(Phrase grounding data)
*** Block opens ***
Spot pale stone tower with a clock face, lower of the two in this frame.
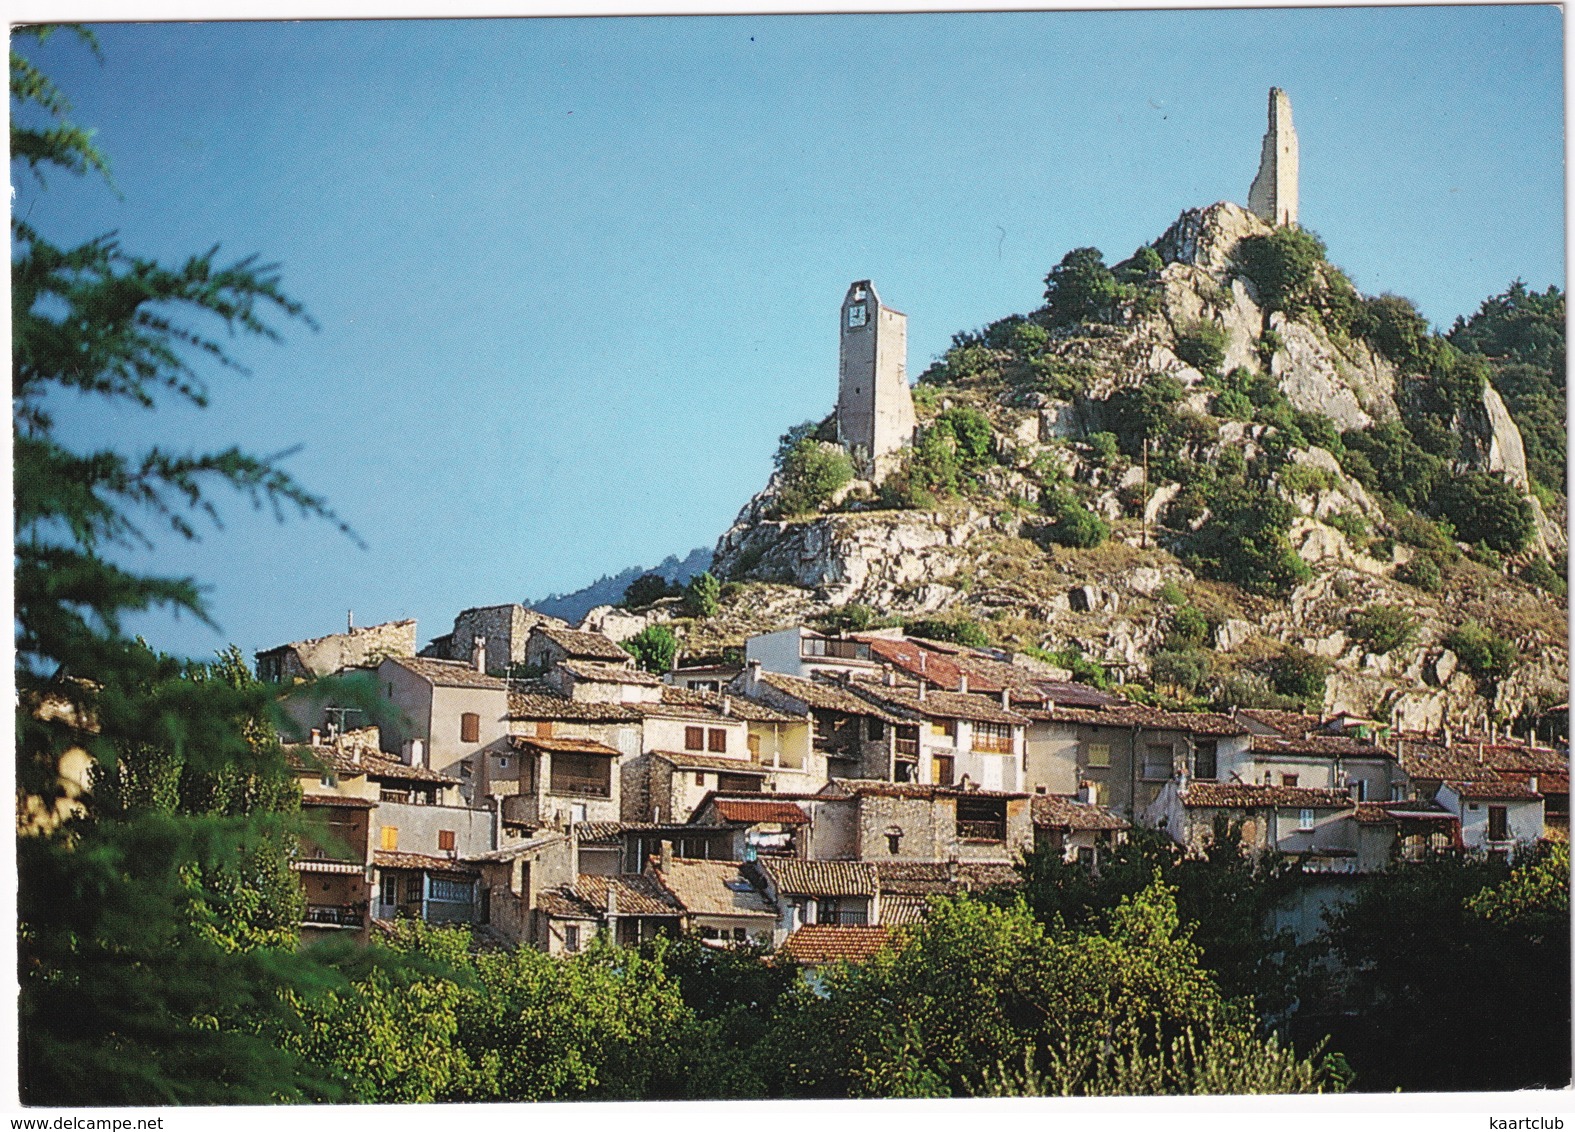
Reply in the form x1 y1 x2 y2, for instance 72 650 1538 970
836 279 917 479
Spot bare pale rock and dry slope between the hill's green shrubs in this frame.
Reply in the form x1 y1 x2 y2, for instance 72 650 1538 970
699 203 1567 726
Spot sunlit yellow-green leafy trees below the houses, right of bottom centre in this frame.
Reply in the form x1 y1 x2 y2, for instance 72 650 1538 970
769 883 1321 1097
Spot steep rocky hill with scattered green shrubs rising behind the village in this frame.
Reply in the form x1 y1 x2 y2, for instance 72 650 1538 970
654 203 1569 727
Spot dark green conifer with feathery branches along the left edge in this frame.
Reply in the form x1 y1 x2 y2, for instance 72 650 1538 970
11 37 357 1107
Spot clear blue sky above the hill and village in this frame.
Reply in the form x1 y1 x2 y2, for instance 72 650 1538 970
14 6 1564 657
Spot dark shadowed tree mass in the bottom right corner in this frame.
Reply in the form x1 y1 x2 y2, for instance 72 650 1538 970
1299 850 1570 1091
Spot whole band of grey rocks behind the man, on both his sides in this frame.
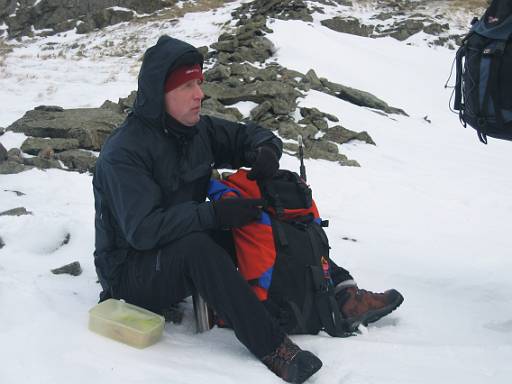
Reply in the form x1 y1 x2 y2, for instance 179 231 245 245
0 0 414 173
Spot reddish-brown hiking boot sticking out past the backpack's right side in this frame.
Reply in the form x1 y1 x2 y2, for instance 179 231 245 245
336 287 404 332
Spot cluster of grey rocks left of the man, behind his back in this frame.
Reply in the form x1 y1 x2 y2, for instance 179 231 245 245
0 103 123 174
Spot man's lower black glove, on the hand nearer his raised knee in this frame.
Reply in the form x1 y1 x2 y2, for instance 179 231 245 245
212 197 263 229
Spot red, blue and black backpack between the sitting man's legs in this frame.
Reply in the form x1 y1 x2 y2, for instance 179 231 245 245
209 170 351 337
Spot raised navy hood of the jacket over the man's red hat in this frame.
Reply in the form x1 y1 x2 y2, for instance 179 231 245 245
133 35 203 126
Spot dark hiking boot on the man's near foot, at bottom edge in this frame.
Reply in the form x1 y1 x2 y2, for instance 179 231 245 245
261 336 322 383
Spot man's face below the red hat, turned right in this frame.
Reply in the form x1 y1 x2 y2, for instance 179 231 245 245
165 79 204 127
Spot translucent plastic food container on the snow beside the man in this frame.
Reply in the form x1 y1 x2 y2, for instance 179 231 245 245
89 299 165 348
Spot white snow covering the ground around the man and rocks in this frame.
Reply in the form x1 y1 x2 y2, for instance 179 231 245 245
0 3 512 384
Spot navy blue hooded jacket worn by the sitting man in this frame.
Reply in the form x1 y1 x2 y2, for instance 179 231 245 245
93 36 282 291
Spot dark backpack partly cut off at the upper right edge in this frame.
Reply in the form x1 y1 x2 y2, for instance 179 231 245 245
454 0 512 144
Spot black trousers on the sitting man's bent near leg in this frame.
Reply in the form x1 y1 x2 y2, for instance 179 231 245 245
*** Block closes ***
Transcribe only the trailing portion of the entries above: the line that contains "Spot dark backpack" and each line after it.

Spot dark backpack partly cut off at the upper right edge in this frame.
Reply in the form x1 y1 x2 y2, for instance 179 231 245 245
454 0 512 144
Spot black trousers on the sitting man's bent near leg in this frame.
Reply in the form x1 y1 x2 y2, for instance 179 231 245 245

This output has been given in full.